-- WORK INSTRUCTIONS --
Please repeat the entries word for word and keep the images out.

(Dataset entries)
Content starts
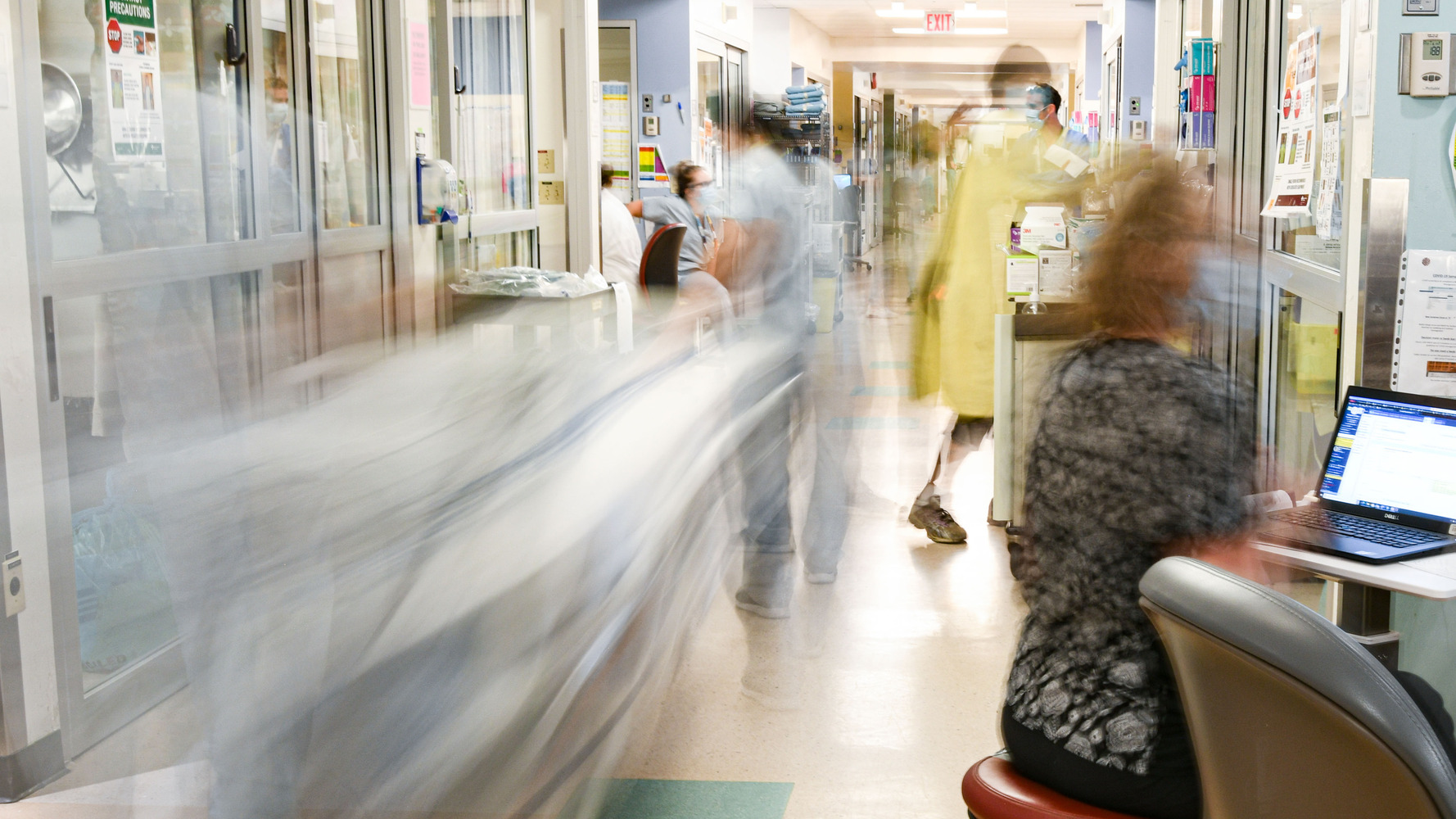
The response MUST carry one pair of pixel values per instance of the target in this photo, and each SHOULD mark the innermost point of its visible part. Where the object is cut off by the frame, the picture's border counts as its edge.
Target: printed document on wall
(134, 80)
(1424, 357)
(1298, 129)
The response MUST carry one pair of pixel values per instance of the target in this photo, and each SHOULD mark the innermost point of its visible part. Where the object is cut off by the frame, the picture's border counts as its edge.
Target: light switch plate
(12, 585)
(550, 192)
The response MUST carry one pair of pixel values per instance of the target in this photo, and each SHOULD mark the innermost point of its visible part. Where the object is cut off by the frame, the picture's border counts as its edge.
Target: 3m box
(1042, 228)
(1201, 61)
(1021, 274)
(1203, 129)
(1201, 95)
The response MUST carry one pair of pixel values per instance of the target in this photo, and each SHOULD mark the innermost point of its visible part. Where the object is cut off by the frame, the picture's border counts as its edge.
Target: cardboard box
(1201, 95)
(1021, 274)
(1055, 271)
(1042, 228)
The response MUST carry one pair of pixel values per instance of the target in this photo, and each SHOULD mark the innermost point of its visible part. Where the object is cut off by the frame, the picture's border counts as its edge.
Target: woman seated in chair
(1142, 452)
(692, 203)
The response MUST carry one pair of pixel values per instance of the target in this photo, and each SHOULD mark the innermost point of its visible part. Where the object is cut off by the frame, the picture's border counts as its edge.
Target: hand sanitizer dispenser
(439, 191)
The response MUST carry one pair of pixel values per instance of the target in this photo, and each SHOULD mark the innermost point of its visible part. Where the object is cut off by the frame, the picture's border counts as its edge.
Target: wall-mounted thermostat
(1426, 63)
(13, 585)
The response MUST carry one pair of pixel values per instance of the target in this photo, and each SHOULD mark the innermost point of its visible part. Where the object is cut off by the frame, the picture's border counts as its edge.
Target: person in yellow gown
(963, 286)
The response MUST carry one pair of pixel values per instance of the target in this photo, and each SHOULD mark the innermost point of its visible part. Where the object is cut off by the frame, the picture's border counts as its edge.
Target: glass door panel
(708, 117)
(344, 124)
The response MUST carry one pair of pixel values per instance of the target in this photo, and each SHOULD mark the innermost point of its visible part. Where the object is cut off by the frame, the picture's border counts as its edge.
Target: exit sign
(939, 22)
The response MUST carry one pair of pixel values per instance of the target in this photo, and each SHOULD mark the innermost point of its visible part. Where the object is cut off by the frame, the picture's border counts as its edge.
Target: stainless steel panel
Content ends
-- EXERCISE RESULT --
The response MUST carry one pair of pixel values per instance of the target in this photo, and each SHOULD mark the innermost point of its visible part. Where the object is cut off by the frame, the picture's border counts as its edge.
Target: printed document on wall
(134, 80)
(1424, 357)
(1298, 129)
The response MUST carry one pair of pixel values per instance of the target in this photo, and each SHOULD mark the innermost point of its visible part. Where the object is cut off by the frame, the picture's border counts as its edge.
Target: light switch plate
(12, 585)
(550, 192)
The response MUST carry one pair of pixel values per instance of the target in this photo, and each SHOULD mark the innermost point of its visible part. Where the object is cut off by the frame, the picture's border counts as its edge.
Target: 3m box
(1042, 228)
(1201, 61)
(1021, 274)
(1203, 129)
(1201, 95)
The response MUST carry one pair of pixel values per instance of the target in this photo, and each SHOULD mark the innermost point of its visible part. Where the object is cut off by the frame, the picture's border counts as its edge.
Target: cardboard box
(1201, 95)
(1021, 274)
(1055, 271)
(1042, 228)
The response MUST carry one pair of pixel values per instance of the target in this photo, and each SHOULD mark the innermost point of its visible part. Where the object is cut off by the frame, the picture's border counts as its edge.
Target: woman seated in chair
(1142, 452)
(692, 203)
The response MUST carry one pair of pixel values per instance of the target in this photo, and each SHOULD mark the innermost point of its visible part. Where the object is cut off by the frame, the picture's border counts as its edge.
Target: hand sanitizer dispenser
(439, 191)
The response MUST carry one pair of pixel values per instance of the target in this photo, and each SHOULD mark the innermost point of its visible part. Where the object is cut off by the frame, the picture's border counts as its edge.
Target: wall-mounted thermostat
(1426, 63)
(13, 585)
The response MUST carry one pair of pixel values per instance of the target in this photo, and each SHOULD mark the innermost point of its visible part. Where the object is cut off by the frame, the picture's border counts as its edge.
Target: person in yellow gown
(963, 286)
The response MUST carry one pair of pixel values per instance of the target in this photo, and each SHOULD mark the innermost point of its visible part. Where the object is cut off by the frame, the picture's border counts as its edge.
Target: glass door panel
(708, 117)
(344, 124)
The response MUST carry one pair of pixel values per instance of the target in this photo, and each SHOULD mark the innermost point of its visible part. Where the object is cut off by the frame, the picture's border counts as its edge.
Target: exit sign
(939, 22)
The response MUST carry one pair of pixel values per instance of the target in this photo, and each SHOULD mark the innermost point of its visible part. Where the object is cut off by the frame, the picture's border counts as its edge.
Target: stainless steel panel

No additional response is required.